Tarefas propostas:
**a.** Indique se cada afirmação concorda com o trecho sobre o filme A Queda, respondendo sim ou não e citando as palavras do trecho que decidem a questão: (i) os generais consideram justas as explosões de raiva de Hitler; (ii) o longa marca o início da carreira de Bruno Ganz; (iii) a possibilidade de ver Hitler derrotado deixa os militares indiferentes.
**b.** No trecho sobre o filme A Queda, liste uma única vez cada palavra ou expressão escrita com inicial maiúscula que não esteja no começo de uma frase.

Trecho apresentado:

Outra preocupação admirável de A Queda é representar a quase inexplicável fascinação que Hitler exercia sobre seus comandados; mesmo sofrendo de uma demência clara e de uma paranóia inegável, o Führer conta com a fidelidade irrestrita de seus generais, que encaram como justas suas constantes explosões de raiva e suas recriminações infindáveis (e aqui devo abrir um parênteses para dizer que a performance do veterano Bruno Ganz neste longa é uma das melhores de sua já brilhante carreira). Sim, Hitler dispara ordens para tropas que já não existem e delira sobre a ressurreição impossível da Luftwaffe, mas, ainda assim, a possibilidade de vê-lo derrotado apavora aqueles experientes militares.

Material fornecido:
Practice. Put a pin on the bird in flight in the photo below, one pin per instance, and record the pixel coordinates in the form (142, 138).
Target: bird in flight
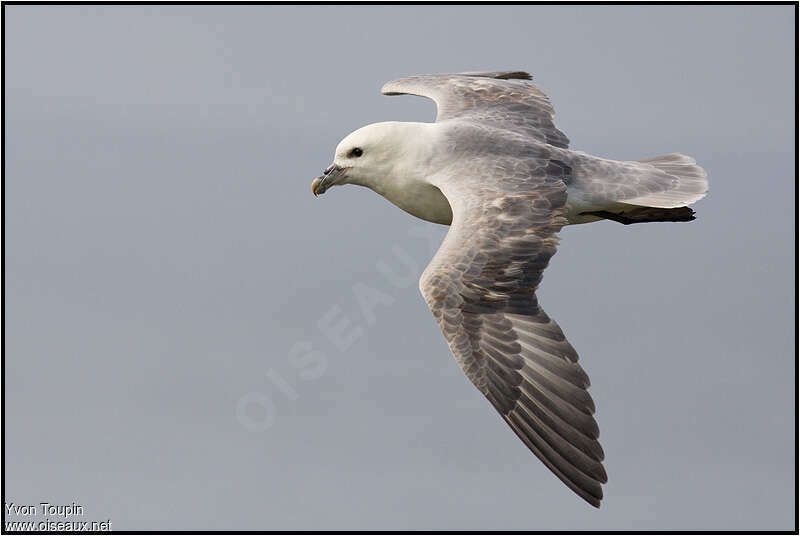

Soluções das tarefas:
**a.**
(i) Sim: "que encaram como justas suas constantes explosões de raiva".
(ii) Não: "a performance do veterano Bruno Ganz neste longa é uma das melhores de sua já brilhante carreira".
(iii) Não: "a possibilidade de vê-lo derrotado apavora aqueles experientes militares".

**b.** A Queda, Hitler, Führer, Bruno Ganz, Luftwaffe